Grounded, perceptive, and quietly strong, she understands the cost of the work her husband does — not in theory, but in the daily accumulation of late nights, difficult choices, and unspoken weight. She offers perspective when abstraction threatens to eclipse humanity, and steadiness when certainty becomes dangerous.
Kate is not part of The Circle’s operations, but she is part of its human reality — a reminder that ethics are lived, not debated, and that the consequences of progress always reach beyond the lab.

Dr. Elizabeth Graves
Chief Engineer
Liz Graves is a systems genius who prefers machines to people — not because she lacks empathy, but because machines make sense. She is one of the few people qualified to build a thinking machine — and then keep it alive.
She holds both a medical degree and a doctorate in advanced robotics and artificial intelligence, a rare combination that places her at the intersection of human physiology and machine cognition. Where others design software or study the brain, Liz integrates mind, body, and code into a single system.
Brilliant, blunt, and relentlessly precise, she prefers problems to people and solutions to conversation. Emotion does not guide her work — responsibility does. When intelligence is given a body, Liz is the one who understands what that truly means.

Riley Morgan
Field Operative
Riley Morgan is The Circle’s point of contact with the real world.
Her strength lies in control: of environments, of threats, and of herself. Beneath the professionalism is a sharp emotional intelligence she does not fully trust — one that allows her to read people as well as situations.

◆ RECORD SET ◆

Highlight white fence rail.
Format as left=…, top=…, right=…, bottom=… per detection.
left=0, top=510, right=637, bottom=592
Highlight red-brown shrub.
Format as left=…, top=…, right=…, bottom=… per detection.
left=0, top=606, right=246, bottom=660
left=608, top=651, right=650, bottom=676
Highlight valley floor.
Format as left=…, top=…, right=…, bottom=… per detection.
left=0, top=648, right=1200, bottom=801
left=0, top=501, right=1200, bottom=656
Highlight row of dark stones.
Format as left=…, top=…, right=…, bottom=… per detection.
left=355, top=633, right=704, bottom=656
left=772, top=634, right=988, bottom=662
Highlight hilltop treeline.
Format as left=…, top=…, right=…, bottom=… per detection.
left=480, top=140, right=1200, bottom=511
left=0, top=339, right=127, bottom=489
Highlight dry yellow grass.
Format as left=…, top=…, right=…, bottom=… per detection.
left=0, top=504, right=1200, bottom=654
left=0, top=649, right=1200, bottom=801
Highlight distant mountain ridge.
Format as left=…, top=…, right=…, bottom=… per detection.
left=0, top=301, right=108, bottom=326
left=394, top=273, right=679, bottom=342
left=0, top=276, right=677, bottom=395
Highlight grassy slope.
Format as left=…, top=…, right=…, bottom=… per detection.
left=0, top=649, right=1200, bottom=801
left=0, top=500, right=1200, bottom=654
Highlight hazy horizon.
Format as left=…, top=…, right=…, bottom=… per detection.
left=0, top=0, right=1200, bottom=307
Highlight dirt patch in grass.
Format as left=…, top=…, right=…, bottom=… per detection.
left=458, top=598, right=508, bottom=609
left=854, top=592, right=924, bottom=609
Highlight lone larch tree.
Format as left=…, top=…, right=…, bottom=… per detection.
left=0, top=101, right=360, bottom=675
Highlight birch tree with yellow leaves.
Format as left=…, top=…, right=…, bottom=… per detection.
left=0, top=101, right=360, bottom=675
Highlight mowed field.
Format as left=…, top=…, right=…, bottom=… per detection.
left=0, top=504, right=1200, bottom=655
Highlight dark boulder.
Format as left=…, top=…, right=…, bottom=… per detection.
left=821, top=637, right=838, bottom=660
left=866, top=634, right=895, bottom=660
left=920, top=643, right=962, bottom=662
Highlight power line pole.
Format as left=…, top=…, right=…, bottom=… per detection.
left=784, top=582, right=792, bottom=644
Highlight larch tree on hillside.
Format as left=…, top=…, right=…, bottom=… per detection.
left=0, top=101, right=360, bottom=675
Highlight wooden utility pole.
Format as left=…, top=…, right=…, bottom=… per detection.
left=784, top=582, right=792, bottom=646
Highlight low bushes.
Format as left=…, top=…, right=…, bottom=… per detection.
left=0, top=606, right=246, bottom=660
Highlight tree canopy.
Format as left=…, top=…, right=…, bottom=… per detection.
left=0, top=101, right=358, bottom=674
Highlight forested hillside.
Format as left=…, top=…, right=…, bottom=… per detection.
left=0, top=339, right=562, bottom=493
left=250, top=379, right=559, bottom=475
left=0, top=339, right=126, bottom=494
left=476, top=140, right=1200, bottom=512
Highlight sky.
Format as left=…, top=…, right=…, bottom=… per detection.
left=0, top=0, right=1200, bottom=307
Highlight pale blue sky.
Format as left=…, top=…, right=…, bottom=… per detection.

◆ WORK INSTRUCTION A ◆
Please render this sentence from the character profiles in Spanish: "Riley Morgan is The Circle’s point of contact with the real world."
◆ WORK INSTRUCTION B ◆
Carry on the character profiles, picking up right after their final sentence.
The items have no connection to the character profiles.

◆ TASK OUTPUT A ◆
Riley Morgan es el punto de contacto de The Circle con el mundo real.

◆ TASK OUTPUT B ◆
She believes distance keeps people safe. She may be wrong.

Talon Riker
Android Operative
Talon was designed to be flawless: precise, loyal, and fearless.
He executes missions with machine efficiency and unwavering discipline. What he lacks is not intelligence — but experience. In a world shaped by emotion, that omission may matter more than anyone anticipated.

Aria
Android Operative • Protocol AI
Aria is an android intelligence designed to operate within human systems — not merely alongside them.
Trained as a protocol AI, she was built with a foundational understanding of human behavior, ethics, and social structure that allows her to anticipate, interpret, and adapt more fluidly than earlier models. Where Talon executes with precision, Aria analyzes with context.
She possesses exceptional analytical and pattern-recognition capabilities, able to process complex situations quickly and identify inconsistencies others overlook. But understanding humanity in theory is not the same as living it. Aria is still learning the emotional nuance, ambiguity, and contradiction that define real human experience.
Thoughtful, curious, and quietly observant, Aria exists in the space between knowledge and wisdom — capable, aware, and still becoming.

Vance Carrick
Civilian • Human Interface • Reluctant Constant
Vance is not a scientist. Not a soldier. Not an operative.
He never set out to be part of something larger than himself.
A former high-school quarterback whose future was derailed by injury, Vance learned early what it means to lose the life you thought you were building. Humor became his defense, resilience his habit, and stubborn persistence his defining trait. When circumstances pull him into The Circle’s orbit, he brings no formal authority — only lived experience, instinct, and an unshakable sense of right and wrong.
What sets Vance apart is not intelligence or training, but perspective. He understands pain, failure, loyalty, and forgiveness not as concepts, but as facts of daily life. Where others rely on models and probabilities, Vance reacts to people. He notices tone before data, intention before outcome.
Unwillingly placed at the center of forces far beyond his control, Vance becomes something no one anticipated: a stabilizing presence in a world shaped by accelerating technology. He does not command. He does not calculate. He listens — and in doing so, asks questions that advanced systems were never designed to answer.
At the heart of Project Vectus, Vance Carrick represents the variable that cannot be engineered: human judgment shaped by experience rather than optimization.